** Opening Text block block **

Scott Grant, MD., MPH joined us for a conversation on childhood trauma, how he approaches incorporating trauma-informed care into his practice, the transformational power of parenthood and his new Docs2Dads podcast.
Dr. Grant is a Board-Certified pediatrician who works in primary care and hospital pediatrics in Southeast Michigan. Professionally, Dr. Grant is interested in learning how childhood adversity and toxic stress affect children into adulthood, and how parents can break the cycle of generational trauma, to find joy in parenting, and develop happier, healthier children.
Dr Grant become interested in the effects of childhood adversity and toxic stress on health after hearing a TED Talk by Dr. Nadine Burke Harris during his residency. He was intrigued by the research linking a variety of adult health problems to traumatic incidents from childhood, and how he could potentially help with early interventions to prevent some of the downstream effects.
The awareness raised by Dr. Burke-Harris’ TED Talk was transformational for him, as he thought about the opportunity primary care pediatricians have to invest in relationships with the families that they serve, the potential to prevent some of these events from happening, and helping parents be more effective at buffering the effect of this trauma on their kids.
Pediatricians do a lot of education at early primary care visits, focusing on growth, development, and attachment with the family. Dr Grant shared problems with stress or trauma in the family, in the younger kids, usually affect children in one of three ways.
- Developmental delay from not engaging in developmental play and helping their kids learn and meet those developmental milestones
- They’re busy at work or because they are dealing with the other things that are going on in their life.
- They’re also having to deal with their own traumas.
As kids get older, it tends to present as behavioral issues. From seemingly benign things like constipation, to more extreme behavioral issues, like temper tantrums, and outbursts might be a sign that there might be something going on. That is where an open relationship with the family can help pinpoint what is normal and where the family could use some support.

** Closing Text block block **
** Opening Excerpted records block **

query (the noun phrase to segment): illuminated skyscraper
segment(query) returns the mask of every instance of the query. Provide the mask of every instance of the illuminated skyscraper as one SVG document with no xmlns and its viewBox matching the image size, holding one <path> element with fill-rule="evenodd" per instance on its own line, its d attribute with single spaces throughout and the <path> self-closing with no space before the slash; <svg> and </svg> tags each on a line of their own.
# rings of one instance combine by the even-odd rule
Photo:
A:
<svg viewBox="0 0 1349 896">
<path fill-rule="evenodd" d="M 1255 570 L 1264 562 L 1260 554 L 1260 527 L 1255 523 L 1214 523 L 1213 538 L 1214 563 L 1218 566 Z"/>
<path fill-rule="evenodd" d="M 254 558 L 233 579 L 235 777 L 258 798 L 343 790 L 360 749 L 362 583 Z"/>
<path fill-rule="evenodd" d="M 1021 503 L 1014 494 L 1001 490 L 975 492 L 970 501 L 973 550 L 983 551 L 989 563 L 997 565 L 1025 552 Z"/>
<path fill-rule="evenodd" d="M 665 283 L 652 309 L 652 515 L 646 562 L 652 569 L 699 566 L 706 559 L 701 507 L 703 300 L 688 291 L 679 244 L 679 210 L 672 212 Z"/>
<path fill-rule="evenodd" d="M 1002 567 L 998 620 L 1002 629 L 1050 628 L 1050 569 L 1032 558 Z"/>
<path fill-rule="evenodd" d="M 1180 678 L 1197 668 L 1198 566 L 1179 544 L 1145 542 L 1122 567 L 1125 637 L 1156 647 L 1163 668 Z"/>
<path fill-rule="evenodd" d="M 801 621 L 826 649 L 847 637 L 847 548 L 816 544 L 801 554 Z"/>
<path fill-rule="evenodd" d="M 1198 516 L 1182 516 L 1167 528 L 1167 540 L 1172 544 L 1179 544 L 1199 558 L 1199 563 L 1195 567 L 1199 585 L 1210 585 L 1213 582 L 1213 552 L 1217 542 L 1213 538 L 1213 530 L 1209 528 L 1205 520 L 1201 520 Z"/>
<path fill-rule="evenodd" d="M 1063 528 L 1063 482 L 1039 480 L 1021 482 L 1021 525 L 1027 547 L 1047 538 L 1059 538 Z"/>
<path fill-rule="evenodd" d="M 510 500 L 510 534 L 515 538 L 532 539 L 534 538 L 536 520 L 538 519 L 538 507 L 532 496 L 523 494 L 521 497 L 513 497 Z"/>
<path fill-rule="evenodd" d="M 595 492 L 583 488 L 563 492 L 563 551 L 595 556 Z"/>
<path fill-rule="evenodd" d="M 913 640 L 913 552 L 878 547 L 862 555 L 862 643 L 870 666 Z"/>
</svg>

** Closing Excerpted records block **

=== Requirement 1 ===
In the piece on childhood trauma, turn the paragraph beginning "Dr. Grant is a Board-Certified pediatrician" into a short bulleted list that keeps its main facts.
=== Requirement 2 ===
Return the passage of the piece on childhood trauma from "Pediatricians do a" to "in their life.", copied word for word.

=== Written response 1 ===
- Board-certified pediatrician working in primary care and hospital pediatrics in Southeast Michigan
- Interested in how childhood adversity and toxic stress affect children into adulthood
- Interested in how parents can break the cycle of generational trauma, find joy in parenting, and raise happier, healthier children

=== Written response 2 ===
Pediatricians do a lot of education at early primary care visits, focusing on growth, development, and attachment with the family. Dr Grant shared problems with stress or trauma in the family, in the younger kids, usually affect children in one of three ways.
- Developmental delay from not engaging in developmental play and helping their kids learn and meet those developmental milestones
- They’re busy at work or because they are dealing with the other things that are going on in their life.